== Text excerpt ==
>>
Alpha fetoprotein DNA prime and adenovirus boost immunization of two hepatocellular cancer patients

Lisa H Butterfield, James S Economou, T Clark Gamblin, David A Geller, Lisa H Butterfield, James S Economou, T Clark Gamblin, David A Geller

Abstract

Background: Alpha fetoprotein (AFP) is an oncofetal antigen over-expressed by many hepatocellular cancers (HCC). We previously demonstrated that HLA-A2-restricted epitopes derived from AFP are immunogenic in vitro and in vivo despite high circulating levels of this oncofetal antigen. In order to test a more broadly applicable, HLA-unrestricted, inexpensive, cell-free vaccine platform capable of activating tumor antigen-specific CD8+ and CD4+ T cells, we tested full length AFP in a plasmid DNA construct in combination with an AFP-expressing replication-deficient adenovirus (AdV) in a prime-boost vaccine strategy.

Methods: HCC patients who had an AFP+ tumor and previous treatment for HCC were screened and two patients received vaccination with three plasmid DNA injections followed by a single AdV injection, all delivered intramuscularly (i.m.).

Results: The vaccine was well tolerated and safe. Both patients showed immunologic evidence of immunization. The first patient had a weak AFP-specific T cell response, a strong AdV-specific cellular response and recurred with an AFP-expressing HCC at nine months. The second patient developed a strong AFP-specific CD8+ and CD4+ cellular response and an AdV neutralizing antibody response, and recurred at 18 months without an increase in serum AFP.

Conclusions: The AFP DNA prime-AdV boost vaccine was safe and immunogenic. Circulating anti-AdV neutralizing antibodies at baseline did not prohibit the development of AFP-specific cellular immunity. The patient who developed CD8+ and CD4+ AFP-specific T cell immunity had more favorable progression-free survival. The observations with these two patients support development of this vaccine strategy in a larger clinical trial.

Trial registration: ClinicalTrials.gov: NCT00093548.
<<
== Source material ==
>>
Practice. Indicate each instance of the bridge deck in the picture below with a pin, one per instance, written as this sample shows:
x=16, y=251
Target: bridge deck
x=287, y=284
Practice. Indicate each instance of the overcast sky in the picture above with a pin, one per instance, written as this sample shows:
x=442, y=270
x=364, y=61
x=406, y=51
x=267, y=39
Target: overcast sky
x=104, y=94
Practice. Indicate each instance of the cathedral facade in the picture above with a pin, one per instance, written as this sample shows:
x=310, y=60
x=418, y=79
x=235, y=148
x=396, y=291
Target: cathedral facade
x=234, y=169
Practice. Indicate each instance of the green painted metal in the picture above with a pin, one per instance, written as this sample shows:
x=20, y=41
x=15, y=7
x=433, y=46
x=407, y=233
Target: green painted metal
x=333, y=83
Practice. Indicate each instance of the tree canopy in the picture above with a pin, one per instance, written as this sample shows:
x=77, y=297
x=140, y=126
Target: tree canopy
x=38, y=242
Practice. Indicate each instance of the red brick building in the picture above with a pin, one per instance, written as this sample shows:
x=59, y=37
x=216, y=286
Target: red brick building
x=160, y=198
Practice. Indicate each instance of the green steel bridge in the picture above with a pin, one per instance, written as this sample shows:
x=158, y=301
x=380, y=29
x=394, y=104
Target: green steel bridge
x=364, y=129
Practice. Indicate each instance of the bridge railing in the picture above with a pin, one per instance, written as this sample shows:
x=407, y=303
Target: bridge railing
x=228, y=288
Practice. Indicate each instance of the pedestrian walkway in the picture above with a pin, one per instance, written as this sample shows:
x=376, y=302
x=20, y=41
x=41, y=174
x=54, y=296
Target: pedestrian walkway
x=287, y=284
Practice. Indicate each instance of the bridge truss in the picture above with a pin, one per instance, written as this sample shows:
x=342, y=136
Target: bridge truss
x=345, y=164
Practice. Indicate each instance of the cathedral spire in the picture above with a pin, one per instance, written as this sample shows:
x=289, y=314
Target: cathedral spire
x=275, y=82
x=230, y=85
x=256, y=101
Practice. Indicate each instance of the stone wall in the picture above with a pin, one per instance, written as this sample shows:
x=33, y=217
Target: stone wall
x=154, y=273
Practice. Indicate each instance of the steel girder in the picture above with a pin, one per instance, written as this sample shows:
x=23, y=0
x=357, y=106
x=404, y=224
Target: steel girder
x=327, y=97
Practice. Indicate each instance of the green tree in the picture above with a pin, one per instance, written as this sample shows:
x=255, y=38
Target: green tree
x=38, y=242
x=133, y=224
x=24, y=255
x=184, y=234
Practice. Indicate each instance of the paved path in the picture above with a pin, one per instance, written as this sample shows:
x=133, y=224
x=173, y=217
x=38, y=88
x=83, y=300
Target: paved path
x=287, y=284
<<
== Complete the following ==
1 – In the vaccine abstract, rewrite the part starting with "Alpha fetoprotein DNA" and going on through "prime-boost vaccine strategy.", substituting "tumor-associated" for "oncofetal" each time it appears.
2 – Answer these questions using the vaccine abstract.
(a) How many plasmid DNA injections did each patient receive before the AdV injection?
(b) At how many months did the first patient's cancer come back?
(c) What is the ClinicalTrials.gov registration number?

== Answers by task ==
1 –
Alpha fetoprotein DNA prime and adenovirus boost immunization of two hepatocellular cancer patients

Lisa H Butterfield, James S Economou, T Clark Gamblin, David A Geller, Lisa H Butterfield, James S Economou, T Clark Gamblin, David A Geller

Abstract

Background: Alpha fetoprotein (AFP) is an tumor-associated antigen over-expressed by many hepatocellular cancers (HCC). We previously demonstrated that HLA-A2-restricted epitopes derived from AFP are immunogenic in vitro and in vivo despite high circulating levels of this tumor-associated antigen. In order to test a more broadly applicable, HLA-unrestricted, inexpensive, cell-free vaccine platform capable of activating tumor antigen-specific CD8+ and CD4+ T cells, we tested full length AFP in a plasmid DNA construct in combination with an AFP-expressing replication-deficient adenovirus (AdV) in a prime-boost vaccine strategy.

2 –
(a) Three
(b) Nine months
(c) NCT00093548